TEXT PASSAGE —

※

But who decides when a kid is plucked from the metro Detroit area and taken out of state?

"So the workers are definitely making decisions, but these programs are also made available when kids have already exhausted where they can go," said Gebrai.

Gebrai says the education is also sub-par, and their records are often lost.

Shania Norfleet was sent away from Detroit to Muskegon.

I asked if she felt like they kept her in the proper grade, or if she fell behind.

"I do feel like they kept most youth behind, just based on their schooling, it’s not set up to help us as we got older and aged out of the foster care system," said Norfleet.

In 2024, Governor Gretchen Whitmer signed into law that kids in foster care must receive a real education that complements the Michigan Merit Curriculum.

"There's a federal law that says school records for foster kids have to be transferred immediately, but Michigan has not taken steps to address that issue," said Gebrai.

Norfleet says she knew foster kids who could not graduate because their transcripts were lost. She took action on her own, tracking down her transcripts.

Miller and Norfleet beat the odds and are now in college.

"I’m not 100% satisfied because the kids are still in that same boat of changing schools, because everyone is not coming together as the village," said Gebrai.

Roberts, now 21 with three children of her own, has been accepted to Wayne State University, and she has testified in front of lawmakers as a foster care advocate.

"You should not have to worry about what you’re going to eat, and how you’re going to wash your clothes, and how you’re going to get to school and things like that...that should not be your worry, you should be able to be a child and have fun," said Roberts.

※

SOURCE DATA —
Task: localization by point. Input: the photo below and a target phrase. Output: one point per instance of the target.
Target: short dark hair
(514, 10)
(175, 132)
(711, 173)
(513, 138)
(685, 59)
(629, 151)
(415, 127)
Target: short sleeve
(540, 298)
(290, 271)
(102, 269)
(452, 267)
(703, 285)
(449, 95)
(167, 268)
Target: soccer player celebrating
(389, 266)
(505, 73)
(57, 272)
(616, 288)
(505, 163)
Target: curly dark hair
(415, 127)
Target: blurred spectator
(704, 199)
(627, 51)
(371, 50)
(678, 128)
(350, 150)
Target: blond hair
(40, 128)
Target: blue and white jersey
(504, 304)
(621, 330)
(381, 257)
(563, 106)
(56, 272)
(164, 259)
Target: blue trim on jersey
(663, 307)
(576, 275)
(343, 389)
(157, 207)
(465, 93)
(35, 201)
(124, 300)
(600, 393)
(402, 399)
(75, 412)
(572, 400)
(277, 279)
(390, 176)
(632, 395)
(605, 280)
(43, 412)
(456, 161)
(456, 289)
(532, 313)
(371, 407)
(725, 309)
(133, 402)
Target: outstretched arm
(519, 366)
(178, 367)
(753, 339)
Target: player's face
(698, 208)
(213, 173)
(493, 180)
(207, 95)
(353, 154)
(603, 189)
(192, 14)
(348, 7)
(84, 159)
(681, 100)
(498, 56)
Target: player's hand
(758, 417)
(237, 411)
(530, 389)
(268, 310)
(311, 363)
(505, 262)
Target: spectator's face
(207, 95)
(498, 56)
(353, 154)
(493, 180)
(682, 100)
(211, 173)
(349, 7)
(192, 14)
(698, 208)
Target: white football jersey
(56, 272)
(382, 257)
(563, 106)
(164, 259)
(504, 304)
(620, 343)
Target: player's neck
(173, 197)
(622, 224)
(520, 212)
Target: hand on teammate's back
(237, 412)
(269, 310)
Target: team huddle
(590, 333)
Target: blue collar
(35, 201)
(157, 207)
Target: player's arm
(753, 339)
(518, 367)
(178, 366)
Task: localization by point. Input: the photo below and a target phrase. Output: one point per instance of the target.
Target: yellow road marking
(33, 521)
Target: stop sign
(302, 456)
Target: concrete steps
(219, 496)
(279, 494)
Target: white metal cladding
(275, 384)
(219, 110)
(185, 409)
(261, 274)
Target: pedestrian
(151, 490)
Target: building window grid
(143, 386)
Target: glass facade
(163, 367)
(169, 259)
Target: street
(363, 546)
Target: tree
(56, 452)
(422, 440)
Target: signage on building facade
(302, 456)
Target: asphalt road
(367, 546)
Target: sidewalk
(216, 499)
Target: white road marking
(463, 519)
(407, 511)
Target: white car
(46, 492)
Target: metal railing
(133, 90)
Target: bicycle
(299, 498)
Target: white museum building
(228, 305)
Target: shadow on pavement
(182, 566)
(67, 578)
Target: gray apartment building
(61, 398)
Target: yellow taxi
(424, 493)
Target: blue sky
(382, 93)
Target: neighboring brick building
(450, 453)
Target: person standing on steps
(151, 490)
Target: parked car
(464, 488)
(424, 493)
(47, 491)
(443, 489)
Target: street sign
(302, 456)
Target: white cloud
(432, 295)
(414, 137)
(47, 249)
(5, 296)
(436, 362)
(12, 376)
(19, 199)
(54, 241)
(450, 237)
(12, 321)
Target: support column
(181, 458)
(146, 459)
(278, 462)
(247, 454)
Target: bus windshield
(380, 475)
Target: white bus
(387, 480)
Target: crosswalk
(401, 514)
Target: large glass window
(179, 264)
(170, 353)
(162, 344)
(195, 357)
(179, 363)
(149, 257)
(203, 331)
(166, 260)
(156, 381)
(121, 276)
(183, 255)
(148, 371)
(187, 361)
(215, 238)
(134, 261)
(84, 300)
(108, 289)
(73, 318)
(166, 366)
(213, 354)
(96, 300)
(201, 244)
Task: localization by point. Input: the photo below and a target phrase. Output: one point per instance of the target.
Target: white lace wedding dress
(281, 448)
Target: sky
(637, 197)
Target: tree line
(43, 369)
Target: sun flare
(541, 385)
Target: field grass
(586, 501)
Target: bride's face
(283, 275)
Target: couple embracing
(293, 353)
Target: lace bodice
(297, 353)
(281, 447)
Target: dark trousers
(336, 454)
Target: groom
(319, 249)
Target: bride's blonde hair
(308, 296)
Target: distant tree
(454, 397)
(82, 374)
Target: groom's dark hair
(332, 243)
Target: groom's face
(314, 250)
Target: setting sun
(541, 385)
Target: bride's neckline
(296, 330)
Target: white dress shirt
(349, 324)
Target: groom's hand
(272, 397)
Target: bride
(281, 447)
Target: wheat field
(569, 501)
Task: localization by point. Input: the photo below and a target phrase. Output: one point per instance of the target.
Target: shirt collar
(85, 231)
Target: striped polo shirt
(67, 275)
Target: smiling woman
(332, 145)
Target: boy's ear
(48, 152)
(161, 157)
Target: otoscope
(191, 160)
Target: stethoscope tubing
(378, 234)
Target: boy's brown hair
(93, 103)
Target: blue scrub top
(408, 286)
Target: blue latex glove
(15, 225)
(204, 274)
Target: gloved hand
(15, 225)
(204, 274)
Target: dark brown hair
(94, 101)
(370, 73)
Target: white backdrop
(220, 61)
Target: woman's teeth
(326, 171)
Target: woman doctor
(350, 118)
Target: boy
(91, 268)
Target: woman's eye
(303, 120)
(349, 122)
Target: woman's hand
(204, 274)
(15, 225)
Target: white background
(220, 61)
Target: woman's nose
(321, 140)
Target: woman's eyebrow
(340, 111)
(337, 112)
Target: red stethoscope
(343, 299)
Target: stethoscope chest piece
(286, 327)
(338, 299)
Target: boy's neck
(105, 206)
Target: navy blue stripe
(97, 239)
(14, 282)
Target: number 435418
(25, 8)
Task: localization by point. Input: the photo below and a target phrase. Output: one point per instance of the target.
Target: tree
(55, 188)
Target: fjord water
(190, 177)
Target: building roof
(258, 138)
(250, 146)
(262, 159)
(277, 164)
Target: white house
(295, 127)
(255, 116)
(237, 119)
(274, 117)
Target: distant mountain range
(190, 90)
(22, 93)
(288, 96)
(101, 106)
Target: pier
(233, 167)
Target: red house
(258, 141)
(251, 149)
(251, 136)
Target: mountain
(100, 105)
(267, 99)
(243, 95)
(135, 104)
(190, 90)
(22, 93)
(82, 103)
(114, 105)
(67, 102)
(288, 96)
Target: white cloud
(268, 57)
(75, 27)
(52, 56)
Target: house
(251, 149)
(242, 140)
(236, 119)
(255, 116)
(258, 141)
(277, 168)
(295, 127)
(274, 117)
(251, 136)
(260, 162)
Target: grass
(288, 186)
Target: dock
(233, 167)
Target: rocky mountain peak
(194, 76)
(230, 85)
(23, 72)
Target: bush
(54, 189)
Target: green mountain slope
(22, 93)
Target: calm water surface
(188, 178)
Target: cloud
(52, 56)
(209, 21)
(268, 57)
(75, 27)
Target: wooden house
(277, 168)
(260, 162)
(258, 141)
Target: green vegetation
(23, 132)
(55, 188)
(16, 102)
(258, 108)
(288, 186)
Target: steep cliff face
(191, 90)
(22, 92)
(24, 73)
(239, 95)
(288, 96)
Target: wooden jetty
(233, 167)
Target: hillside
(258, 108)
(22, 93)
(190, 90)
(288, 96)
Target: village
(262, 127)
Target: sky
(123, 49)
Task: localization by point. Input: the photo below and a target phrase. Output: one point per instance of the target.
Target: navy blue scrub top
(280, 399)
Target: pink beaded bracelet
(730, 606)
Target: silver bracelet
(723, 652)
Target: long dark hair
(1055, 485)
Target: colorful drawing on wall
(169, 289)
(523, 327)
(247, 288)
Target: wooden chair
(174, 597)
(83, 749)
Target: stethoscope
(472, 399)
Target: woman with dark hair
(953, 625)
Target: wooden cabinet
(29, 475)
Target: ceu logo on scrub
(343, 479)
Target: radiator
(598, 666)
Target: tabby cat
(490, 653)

※

ASSIGNMENT —
For each statement below, say yes or no depending on whether it agrees with the foster care text, and quote the words from the text that decide it.
1. Shania Norfleet was sent away from Detroit to Muskegon.
2. According to Gebrai, Michigan has taken steps to make sure foster kids' school records are transferred right away.
3. Roberts is now 19 years old.

SOLUTION TO THE EXERCISE —
1. Yes: "Shania Norfleet was sent away from Detroit to Muskegon."
2. No: "but Michigan has not taken steps to address that issue"
3. No: "Roberts, now 21 with three children of her own"